■ Stated exercise
Print the complete set of entries exactly.

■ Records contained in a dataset
==============================

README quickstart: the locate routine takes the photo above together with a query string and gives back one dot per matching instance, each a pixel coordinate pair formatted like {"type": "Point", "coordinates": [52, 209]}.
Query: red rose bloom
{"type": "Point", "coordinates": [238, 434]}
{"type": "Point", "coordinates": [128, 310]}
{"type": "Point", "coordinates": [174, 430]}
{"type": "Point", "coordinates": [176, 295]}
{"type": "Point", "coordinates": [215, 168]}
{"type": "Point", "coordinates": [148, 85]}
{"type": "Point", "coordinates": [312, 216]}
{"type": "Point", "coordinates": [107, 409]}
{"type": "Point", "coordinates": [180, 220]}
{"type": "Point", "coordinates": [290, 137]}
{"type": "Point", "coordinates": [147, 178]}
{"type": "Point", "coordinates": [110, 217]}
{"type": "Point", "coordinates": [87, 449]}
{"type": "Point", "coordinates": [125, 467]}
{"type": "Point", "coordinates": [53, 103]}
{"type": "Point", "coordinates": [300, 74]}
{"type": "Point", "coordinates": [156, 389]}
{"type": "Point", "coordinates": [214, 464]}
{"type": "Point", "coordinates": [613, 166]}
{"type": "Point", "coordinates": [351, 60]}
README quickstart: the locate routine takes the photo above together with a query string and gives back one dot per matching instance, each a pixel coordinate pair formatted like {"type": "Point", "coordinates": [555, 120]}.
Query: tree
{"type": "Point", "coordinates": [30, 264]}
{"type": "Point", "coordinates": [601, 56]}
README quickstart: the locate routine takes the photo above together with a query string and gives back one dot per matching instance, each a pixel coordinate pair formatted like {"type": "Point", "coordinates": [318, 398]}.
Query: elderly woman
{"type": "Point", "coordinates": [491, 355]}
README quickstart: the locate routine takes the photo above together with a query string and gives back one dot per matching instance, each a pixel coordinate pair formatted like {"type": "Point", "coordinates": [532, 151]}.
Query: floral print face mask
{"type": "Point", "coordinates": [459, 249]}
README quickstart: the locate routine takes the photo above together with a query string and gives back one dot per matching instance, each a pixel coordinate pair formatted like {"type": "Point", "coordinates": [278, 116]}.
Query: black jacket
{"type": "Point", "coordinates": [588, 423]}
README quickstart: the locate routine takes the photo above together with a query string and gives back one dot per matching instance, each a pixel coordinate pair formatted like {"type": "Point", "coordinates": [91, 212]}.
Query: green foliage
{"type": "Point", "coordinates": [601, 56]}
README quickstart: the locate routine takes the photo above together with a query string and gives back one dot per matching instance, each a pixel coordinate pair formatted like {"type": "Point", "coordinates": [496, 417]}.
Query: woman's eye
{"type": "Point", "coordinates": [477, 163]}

==============================

■ Exercise result
README quickstart: the locate routine takes the photo above together with a query string and gives back one dot per matching instance, each a pixel coordinate pair formatted like {"type": "Point", "coordinates": [52, 209]}.
Query: red rose bloom
{"type": "Point", "coordinates": [238, 434]}
{"type": "Point", "coordinates": [128, 310]}
{"type": "Point", "coordinates": [174, 430]}
{"type": "Point", "coordinates": [176, 295]}
{"type": "Point", "coordinates": [215, 168]}
{"type": "Point", "coordinates": [148, 85]}
{"type": "Point", "coordinates": [312, 216]}
{"type": "Point", "coordinates": [107, 409]}
{"type": "Point", "coordinates": [180, 220]}
{"type": "Point", "coordinates": [290, 137]}
{"type": "Point", "coordinates": [147, 178]}
{"type": "Point", "coordinates": [110, 217]}
{"type": "Point", "coordinates": [87, 449]}
{"type": "Point", "coordinates": [125, 467]}
{"type": "Point", "coordinates": [53, 103]}
{"type": "Point", "coordinates": [300, 74]}
{"type": "Point", "coordinates": [156, 389]}
{"type": "Point", "coordinates": [214, 464]}
{"type": "Point", "coordinates": [613, 166]}
{"type": "Point", "coordinates": [351, 60]}
README quickstart: the locate routine takes the photo above together with a query string and gives back one dot per matching instance, each a pixel coordinate pair formatted like {"type": "Point", "coordinates": [555, 120]}.
Query: tree
{"type": "Point", "coordinates": [30, 264]}
{"type": "Point", "coordinates": [601, 56]}
README quickstart: the locate routine takes the photo above together with a query string and gives back one dot per matching instance, each a pixel coordinate pair formatted like {"type": "Point", "coordinates": [318, 398]}.
Query: elderly woman
{"type": "Point", "coordinates": [491, 355]}
README quickstart: the locate routine takes the photo above together with a query string and gives back one dot per matching instance, each a pixel coordinate pair formatted like {"type": "Point", "coordinates": [532, 151]}.
Query: floral print face mask
{"type": "Point", "coordinates": [459, 249]}
README quickstart: the locate routine takes the photo above together with a query string and gives back one dot per matching instance, each a pixel coordinate pair formatted like {"type": "Point", "coordinates": [278, 116]}.
Query: black jacket
{"type": "Point", "coordinates": [588, 423]}
README quickstart: the locate routine takes the photo above together with a query string and gives back one dot per matching instance, each a pixel coordinate pair formatted like {"type": "Point", "coordinates": [91, 212]}.
Query: green foliage
{"type": "Point", "coordinates": [601, 56]}
README quickstart: the locate routine takes the photo above together with a query string and gives back one dot per matching instance, each a pixel coordinate pair formatted like {"type": "Point", "coordinates": [496, 417]}.
Query: woman's eye
{"type": "Point", "coordinates": [477, 163]}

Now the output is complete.